>>>>

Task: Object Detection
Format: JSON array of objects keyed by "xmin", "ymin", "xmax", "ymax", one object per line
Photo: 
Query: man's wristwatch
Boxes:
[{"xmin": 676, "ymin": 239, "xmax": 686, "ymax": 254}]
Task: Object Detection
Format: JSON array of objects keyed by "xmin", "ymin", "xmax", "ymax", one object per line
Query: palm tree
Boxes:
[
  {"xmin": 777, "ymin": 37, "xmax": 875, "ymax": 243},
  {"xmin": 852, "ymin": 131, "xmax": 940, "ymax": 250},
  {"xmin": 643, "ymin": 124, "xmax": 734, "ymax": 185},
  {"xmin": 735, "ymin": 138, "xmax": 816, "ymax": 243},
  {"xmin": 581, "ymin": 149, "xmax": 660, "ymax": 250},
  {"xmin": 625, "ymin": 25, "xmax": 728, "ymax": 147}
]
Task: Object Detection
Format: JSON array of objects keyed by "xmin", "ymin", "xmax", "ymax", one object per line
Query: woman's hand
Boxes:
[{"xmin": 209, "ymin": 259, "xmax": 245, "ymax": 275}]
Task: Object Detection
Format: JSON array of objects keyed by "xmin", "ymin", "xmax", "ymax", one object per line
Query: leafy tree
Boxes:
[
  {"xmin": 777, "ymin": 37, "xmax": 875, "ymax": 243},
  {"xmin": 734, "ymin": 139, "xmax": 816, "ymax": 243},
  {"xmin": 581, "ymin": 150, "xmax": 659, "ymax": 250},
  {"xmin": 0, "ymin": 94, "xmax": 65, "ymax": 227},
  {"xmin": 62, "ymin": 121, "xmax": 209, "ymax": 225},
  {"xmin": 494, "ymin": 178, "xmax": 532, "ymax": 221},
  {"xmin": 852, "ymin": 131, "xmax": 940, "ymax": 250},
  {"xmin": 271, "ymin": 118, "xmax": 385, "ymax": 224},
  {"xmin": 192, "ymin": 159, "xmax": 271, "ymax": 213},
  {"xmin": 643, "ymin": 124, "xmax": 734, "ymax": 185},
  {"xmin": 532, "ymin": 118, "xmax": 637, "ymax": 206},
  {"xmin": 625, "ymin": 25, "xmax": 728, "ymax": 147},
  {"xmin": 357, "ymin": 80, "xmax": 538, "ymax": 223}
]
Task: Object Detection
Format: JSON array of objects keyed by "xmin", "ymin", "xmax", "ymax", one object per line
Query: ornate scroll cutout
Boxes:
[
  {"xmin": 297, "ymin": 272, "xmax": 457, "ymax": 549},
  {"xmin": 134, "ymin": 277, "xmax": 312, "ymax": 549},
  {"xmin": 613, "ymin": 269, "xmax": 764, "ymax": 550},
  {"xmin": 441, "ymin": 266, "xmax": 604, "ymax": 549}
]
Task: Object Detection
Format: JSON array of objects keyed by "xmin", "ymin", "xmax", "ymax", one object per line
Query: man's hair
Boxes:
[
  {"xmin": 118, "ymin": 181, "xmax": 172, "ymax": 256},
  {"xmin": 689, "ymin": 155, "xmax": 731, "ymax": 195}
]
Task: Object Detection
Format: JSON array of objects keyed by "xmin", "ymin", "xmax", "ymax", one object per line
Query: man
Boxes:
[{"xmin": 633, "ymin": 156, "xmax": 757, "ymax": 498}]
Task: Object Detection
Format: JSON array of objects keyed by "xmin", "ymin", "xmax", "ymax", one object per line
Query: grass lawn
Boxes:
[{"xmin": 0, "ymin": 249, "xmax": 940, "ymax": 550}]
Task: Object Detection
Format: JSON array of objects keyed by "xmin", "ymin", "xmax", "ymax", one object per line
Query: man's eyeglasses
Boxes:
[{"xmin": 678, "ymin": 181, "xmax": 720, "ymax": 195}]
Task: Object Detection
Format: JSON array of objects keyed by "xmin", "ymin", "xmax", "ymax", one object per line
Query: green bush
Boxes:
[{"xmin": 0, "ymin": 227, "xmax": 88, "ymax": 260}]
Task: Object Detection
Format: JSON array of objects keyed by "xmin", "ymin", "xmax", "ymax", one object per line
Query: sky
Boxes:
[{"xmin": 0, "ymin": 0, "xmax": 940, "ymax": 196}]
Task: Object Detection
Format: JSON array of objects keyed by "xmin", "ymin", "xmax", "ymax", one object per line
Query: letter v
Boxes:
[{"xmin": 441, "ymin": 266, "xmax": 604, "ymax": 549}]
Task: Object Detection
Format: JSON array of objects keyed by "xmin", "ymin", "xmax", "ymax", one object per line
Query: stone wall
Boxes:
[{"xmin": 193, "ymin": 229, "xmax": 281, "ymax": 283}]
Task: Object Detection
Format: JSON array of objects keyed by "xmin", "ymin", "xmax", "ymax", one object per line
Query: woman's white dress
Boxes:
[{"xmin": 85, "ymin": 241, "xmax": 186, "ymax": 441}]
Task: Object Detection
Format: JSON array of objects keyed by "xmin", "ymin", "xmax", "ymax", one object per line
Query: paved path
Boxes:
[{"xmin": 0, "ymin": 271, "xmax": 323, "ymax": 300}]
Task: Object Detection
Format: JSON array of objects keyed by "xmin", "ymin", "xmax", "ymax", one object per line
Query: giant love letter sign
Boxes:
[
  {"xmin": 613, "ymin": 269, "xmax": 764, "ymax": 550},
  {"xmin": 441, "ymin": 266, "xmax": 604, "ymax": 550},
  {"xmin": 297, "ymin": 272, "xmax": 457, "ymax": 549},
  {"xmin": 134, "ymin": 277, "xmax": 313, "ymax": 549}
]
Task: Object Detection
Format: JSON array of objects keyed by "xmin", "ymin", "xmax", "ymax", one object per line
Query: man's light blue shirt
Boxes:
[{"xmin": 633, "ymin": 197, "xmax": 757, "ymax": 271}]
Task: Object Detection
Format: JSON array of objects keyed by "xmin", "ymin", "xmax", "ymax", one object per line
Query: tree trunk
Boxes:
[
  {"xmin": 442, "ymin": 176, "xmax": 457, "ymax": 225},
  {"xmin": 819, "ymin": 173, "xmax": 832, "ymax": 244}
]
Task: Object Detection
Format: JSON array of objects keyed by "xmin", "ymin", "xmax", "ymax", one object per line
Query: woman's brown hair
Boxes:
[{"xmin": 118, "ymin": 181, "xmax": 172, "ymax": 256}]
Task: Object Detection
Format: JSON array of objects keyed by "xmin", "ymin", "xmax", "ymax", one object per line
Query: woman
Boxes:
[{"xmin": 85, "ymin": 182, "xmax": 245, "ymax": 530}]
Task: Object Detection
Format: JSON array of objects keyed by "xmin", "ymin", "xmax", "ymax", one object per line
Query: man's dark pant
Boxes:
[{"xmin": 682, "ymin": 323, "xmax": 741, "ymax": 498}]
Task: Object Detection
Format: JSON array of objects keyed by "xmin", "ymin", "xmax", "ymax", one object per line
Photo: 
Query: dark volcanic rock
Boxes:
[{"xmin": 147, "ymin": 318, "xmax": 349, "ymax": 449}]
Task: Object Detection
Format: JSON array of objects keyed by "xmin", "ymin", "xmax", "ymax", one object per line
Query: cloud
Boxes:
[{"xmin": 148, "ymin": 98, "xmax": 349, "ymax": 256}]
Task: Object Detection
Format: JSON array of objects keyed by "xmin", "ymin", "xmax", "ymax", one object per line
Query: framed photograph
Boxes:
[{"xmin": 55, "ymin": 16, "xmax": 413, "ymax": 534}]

<<<<

PROBLEM TO SOLVE:
Faithfully reproduce all of the records, character for character.

RIGHT ANSWER:
Task: Object Detection
Format: JSON array of objects keyed by "xmin", "ymin", "xmax", "ymax", one object per line
Photo: 
Query: man's wristwatch
Boxes:
[{"xmin": 676, "ymin": 239, "xmax": 686, "ymax": 254}]
Task: Object Detection
Format: JSON array of objects keyed by "xmin", "ymin", "xmax", "ymax", one object per line
Query: palm tree
Boxes:
[
  {"xmin": 777, "ymin": 37, "xmax": 875, "ymax": 243},
  {"xmin": 852, "ymin": 131, "xmax": 940, "ymax": 250},
  {"xmin": 643, "ymin": 124, "xmax": 734, "ymax": 185},
  {"xmin": 735, "ymin": 138, "xmax": 816, "ymax": 243},
  {"xmin": 581, "ymin": 149, "xmax": 660, "ymax": 250},
  {"xmin": 625, "ymin": 25, "xmax": 728, "ymax": 147}
]
Task: Object Detection
Format: JSON array of objects keyed by "xmin", "ymin", "xmax", "ymax", one object per line
Query: woman's hand
Boxes:
[{"xmin": 209, "ymin": 259, "xmax": 245, "ymax": 275}]
Task: Object Detection
Format: JSON array of objects keyed by "xmin", "ymin", "xmax", "ymax", one object per line
Query: leafy tree
Boxes:
[
  {"xmin": 777, "ymin": 37, "xmax": 875, "ymax": 243},
  {"xmin": 734, "ymin": 139, "xmax": 816, "ymax": 243},
  {"xmin": 581, "ymin": 150, "xmax": 659, "ymax": 250},
  {"xmin": 0, "ymin": 94, "xmax": 65, "ymax": 227},
  {"xmin": 62, "ymin": 121, "xmax": 209, "ymax": 225},
  {"xmin": 494, "ymin": 178, "xmax": 532, "ymax": 221},
  {"xmin": 852, "ymin": 131, "xmax": 940, "ymax": 250},
  {"xmin": 271, "ymin": 118, "xmax": 385, "ymax": 224},
  {"xmin": 192, "ymin": 159, "xmax": 271, "ymax": 213},
  {"xmin": 643, "ymin": 124, "xmax": 734, "ymax": 185},
  {"xmin": 532, "ymin": 118, "xmax": 637, "ymax": 206},
  {"xmin": 625, "ymin": 25, "xmax": 728, "ymax": 147},
  {"xmin": 357, "ymin": 80, "xmax": 538, "ymax": 223}
]
Task: Object Detection
Format: JSON array of objects keyed by "xmin", "ymin", "xmax", "ymax", one object per line
Query: ornate scroll cutout
Boxes:
[
  {"xmin": 297, "ymin": 272, "xmax": 457, "ymax": 549},
  {"xmin": 134, "ymin": 277, "xmax": 312, "ymax": 549},
  {"xmin": 613, "ymin": 269, "xmax": 764, "ymax": 550},
  {"xmin": 441, "ymin": 266, "xmax": 604, "ymax": 549}
]
Task: Object Detection
Format: JSON array of objects keyed by "xmin", "ymin", "xmax", "ymax", one object per line
Query: man's hair
Boxes:
[
  {"xmin": 118, "ymin": 181, "xmax": 172, "ymax": 256},
  {"xmin": 689, "ymin": 155, "xmax": 731, "ymax": 195}
]
Task: Object Detection
Format: JSON array of objects keyed by "xmin", "ymin", "xmax", "ymax", one object per line
Query: man
Boxes:
[{"xmin": 633, "ymin": 156, "xmax": 757, "ymax": 498}]
Task: Object Detection
Format: JSON array of objects keyed by "xmin", "ymin", "xmax", "ymax", one object per line
Query: grass lawn
Boxes:
[{"xmin": 0, "ymin": 249, "xmax": 940, "ymax": 550}]
Task: Object Detection
Format: JSON array of objects keyed by "xmin", "ymin", "xmax", "ymax", one object per line
Query: man's eyeglasses
Boxes:
[{"xmin": 678, "ymin": 181, "xmax": 720, "ymax": 195}]
Task: Object Detection
Format: JSON array of objects keyed by "xmin", "ymin", "xmax", "ymax", one object per line
Query: green bush
Boxes:
[{"xmin": 0, "ymin": 227, "xmax": 88, "ymax": 260}]
Task: Object Detection
Format: JSON array of objects keyed by "xmin", "ymin", "xmax", "ymax", one object per line
Query: sky
Boxes:
[{"xmin": 0, "ymin": 0, "xmax": 940, "ymax": 196}]
Task: Object Detection
Format: JSON array of objects keyed by "xmin", "ymin", "xmax", "ymax", one object per line
Query: letter v
Boxes:
[{"xmin": 441, "ymin": 266, "xmax": 604, "ymax": 549}]
Task: Object Detection
Format: JSON array of objects keyed by "xmin", "ymin", "xmax", "ymax", one object per line
Query: stone wall
Boxes:
[{"xmin": 193, "ymin": 229, "xmax": 281, "ymax": 283}]
Task: Object Detection
Format: JSON array of objects keyed by "xmin", "ymin", "xmax", "ymax", one object per line
Query: woman's white dress
Boxes:
[{"xmin": 85, "ymin": 241, "xmax": 186, "ymax": 441}]
Task: Object Detection
Format: JSON array of objects keyed by "xmin", "ymin", "xmax", "ymax", one object per line
Query: paved path
Boxes:
[{"xmin": 0, "ymin": 271, "xmax": 323, "ymax": 300}]
Task: Object Detection
Format: JSON array of objects keyed by "xmin", "ymin", "xmax", "ymax", one object per line
Query: giant love letter sign
Boxes:
[
  {"xmin": 613, "ymin": 269, "xmax": 764, "ymax": 550},
  {"xmin": 441, "ymin": 266, "xmax": 604, "ymax": 550},
  {"xmin": 297, "ymin": 272, "xmax": 457, "ymax": 549},
  {"xmin": 134, "ymin": 277, "xmax": 313, "ymax": 549}
]
Task: Object Detection
Format: JSON array of objects keyed by "xmin", "ymin", "xmax", "ymax", one object per line
Query: man's light blue shirt
Boxes:
[{"xmin": 633, "ymin": 197, "xmax": 757, "ymax": 271}]
Task: Object Detection
Format: JSON array of objects keyed by "xmin", "ymin", "xmax", "ymax", one object per line
Query: tree trunk
Boxes:
[
  {"xmin": 442, "ymin": 176, "xmax": 457, "ymax": 225},
  {"xmin": 819, "ymin": 173, "xmax": 832, "ymax": 244}
]
Task: Object Detection
Format: JSON array of objects keyed by "xmin", "ymin", "xmax", "ymax", one object per line
Query: woman's brown hair
Boxes:
[{"xmin": 118, "ymin": 181, "xmax": 172, "ymax": 256}]
Task: Object Detection
Format: JSON array of objects keyed by "xmin", "ymin", "xmax", "ymax", one object per line
Query: woman
Boxes:
[{"xmin": 85, "ymin": 182, "xmax": 245, "ymax": 530}]
Task: Object Detection
Format: JSON array of objects keyed by "xmin", "ymin", "xmax", "ymax", one object per line
Query: man's dark pant
Boxes:
[{"xmin": 682, "ymin": 323, "xmax": 741, "ymax": 498}]
Task: Object Detection
Format: JSON array of objects keyed by "xmin", "ymin", "xmax", "ymax", one object per line
Photo: 
Query: dark volcanic rock
Boxes:
[{"xmin": 147, "ymin": 318, "xmax": 349, "ymax": 449}]
Task: Object Detection
Format: JSON array of objects keyed by "xmin", "ymin", "xmax", "ymax", one object per line
Query: cloud
Boxes:
[{"xmin": 148, "ymin": 98, "xmax": 349, "ymax": 256}]
Task: Object Detection
Format: JSON array of objects keyed by "xmin", "ymin", "xmax", "ymax", one object per line
Query: framed photograph
Boxes:
[{"xmin": 55, "ymin": 16, "xmax": 413, "ymax": 534}]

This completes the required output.